> **SET EXERCISE**
State how many lines in the items below contain the string "surface". Reply with the number alone.

> **TASK INPUTS**
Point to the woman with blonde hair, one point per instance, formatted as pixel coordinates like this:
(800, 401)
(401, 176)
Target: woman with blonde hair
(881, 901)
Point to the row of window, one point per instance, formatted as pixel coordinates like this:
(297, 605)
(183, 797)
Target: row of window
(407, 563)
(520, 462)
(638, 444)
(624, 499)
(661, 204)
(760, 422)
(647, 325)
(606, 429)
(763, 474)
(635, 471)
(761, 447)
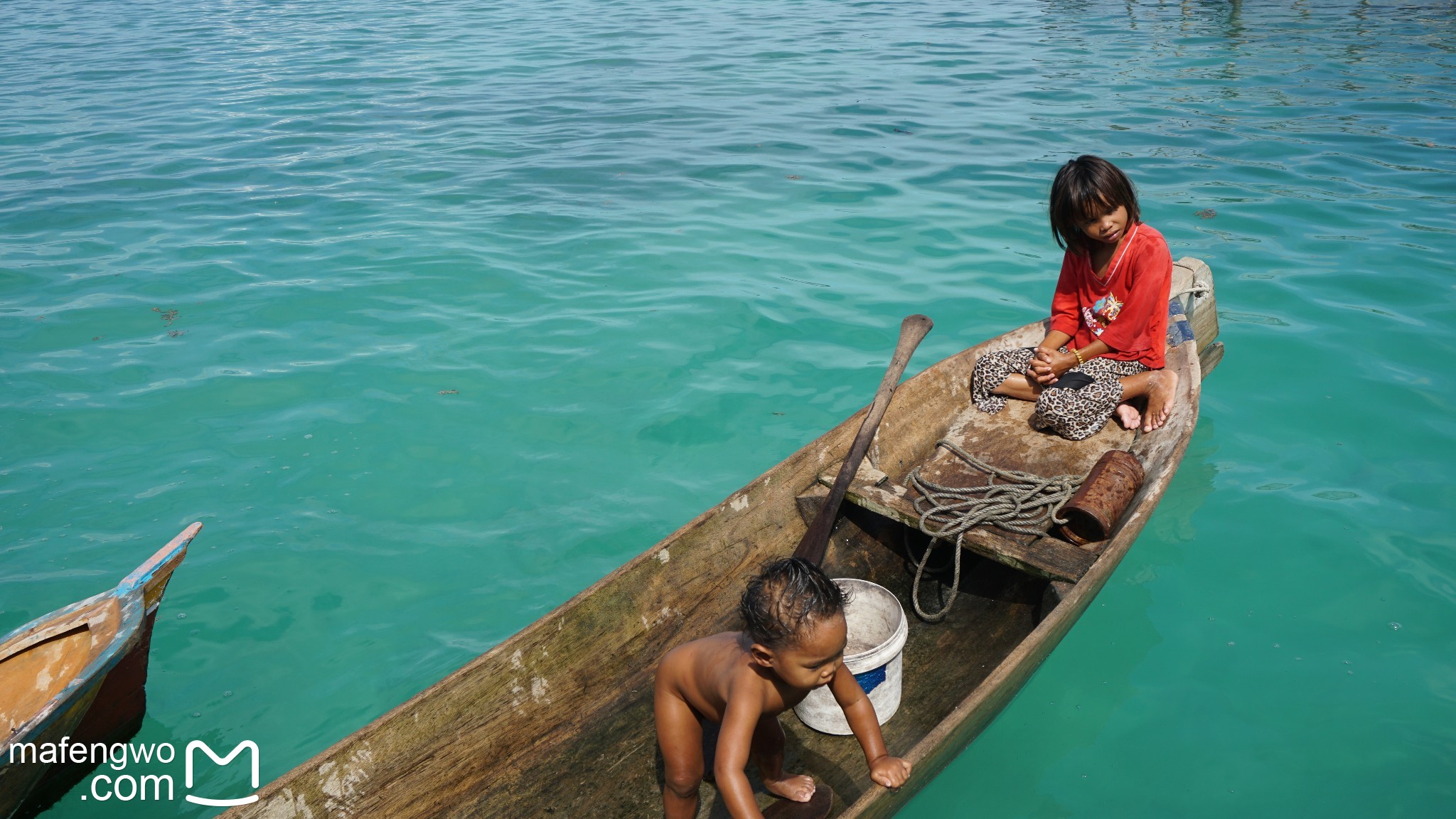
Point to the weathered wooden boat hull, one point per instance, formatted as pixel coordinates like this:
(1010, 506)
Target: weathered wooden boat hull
(558, 719)
(79, 672)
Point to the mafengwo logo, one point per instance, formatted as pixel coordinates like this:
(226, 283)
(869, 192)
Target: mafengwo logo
(245, 745)
(126, 787)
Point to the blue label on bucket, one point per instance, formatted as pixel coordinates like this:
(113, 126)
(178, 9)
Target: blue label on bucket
(871, 680)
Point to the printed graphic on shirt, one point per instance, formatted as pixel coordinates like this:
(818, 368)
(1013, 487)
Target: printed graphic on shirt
(1101, 314)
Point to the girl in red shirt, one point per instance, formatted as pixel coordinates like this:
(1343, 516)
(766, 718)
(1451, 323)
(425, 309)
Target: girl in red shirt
(1108, 315)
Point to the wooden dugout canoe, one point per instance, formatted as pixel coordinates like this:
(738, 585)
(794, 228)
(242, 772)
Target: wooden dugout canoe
(558, 720)
(79, 672)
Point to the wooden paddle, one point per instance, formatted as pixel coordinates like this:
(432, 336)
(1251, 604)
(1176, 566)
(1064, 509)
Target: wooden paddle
(815, 541)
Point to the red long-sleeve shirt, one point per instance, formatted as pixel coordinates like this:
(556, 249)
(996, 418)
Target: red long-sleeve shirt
(1130, 311)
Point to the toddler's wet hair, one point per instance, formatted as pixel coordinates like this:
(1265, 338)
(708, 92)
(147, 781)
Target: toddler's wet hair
(785, 598)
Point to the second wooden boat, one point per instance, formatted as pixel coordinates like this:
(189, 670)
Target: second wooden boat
(558, 720)
(79, 672)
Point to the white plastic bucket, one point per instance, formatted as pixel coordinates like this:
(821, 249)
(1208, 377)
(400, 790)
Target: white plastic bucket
(874, 655)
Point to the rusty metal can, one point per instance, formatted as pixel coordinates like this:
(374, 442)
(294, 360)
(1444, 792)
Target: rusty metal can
(1103, 498)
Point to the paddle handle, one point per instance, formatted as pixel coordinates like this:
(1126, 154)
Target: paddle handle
(815, 541)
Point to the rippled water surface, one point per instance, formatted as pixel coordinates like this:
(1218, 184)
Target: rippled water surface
(437, 314)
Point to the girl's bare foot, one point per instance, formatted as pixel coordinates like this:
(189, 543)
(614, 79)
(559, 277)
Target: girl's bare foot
(1161, 388)
(1129, 416)
(794, 788)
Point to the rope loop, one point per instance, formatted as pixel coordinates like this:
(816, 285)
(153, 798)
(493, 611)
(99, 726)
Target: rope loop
(1022, 503)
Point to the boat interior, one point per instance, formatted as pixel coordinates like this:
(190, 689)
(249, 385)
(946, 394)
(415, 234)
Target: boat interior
(37, 665)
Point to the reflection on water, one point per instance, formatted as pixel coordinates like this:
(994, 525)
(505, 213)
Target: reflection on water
(437, 316)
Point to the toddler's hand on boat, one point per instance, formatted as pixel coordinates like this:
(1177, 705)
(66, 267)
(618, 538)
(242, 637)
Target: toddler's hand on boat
(890, 771)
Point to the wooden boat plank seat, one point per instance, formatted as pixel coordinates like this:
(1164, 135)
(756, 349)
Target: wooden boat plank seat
(558, 719)
(1008, 441)
(1044, 557)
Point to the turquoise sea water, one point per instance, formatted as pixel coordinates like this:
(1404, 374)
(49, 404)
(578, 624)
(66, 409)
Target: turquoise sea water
(476, 302)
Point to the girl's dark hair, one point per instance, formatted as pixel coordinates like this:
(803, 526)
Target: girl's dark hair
(1083, 190)
(783, 598)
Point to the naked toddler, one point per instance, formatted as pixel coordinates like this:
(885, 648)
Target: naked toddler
(793, 643)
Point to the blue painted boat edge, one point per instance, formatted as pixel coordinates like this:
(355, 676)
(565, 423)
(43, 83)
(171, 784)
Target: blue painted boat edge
(132, 594)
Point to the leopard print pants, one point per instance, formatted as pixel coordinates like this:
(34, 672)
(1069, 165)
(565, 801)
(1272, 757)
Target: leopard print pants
(1071, 413)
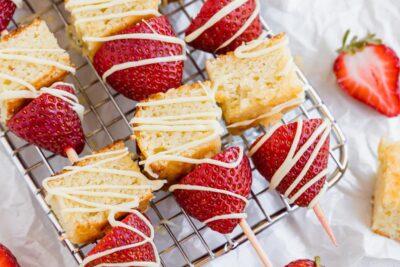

> **FINAL RESULT**
2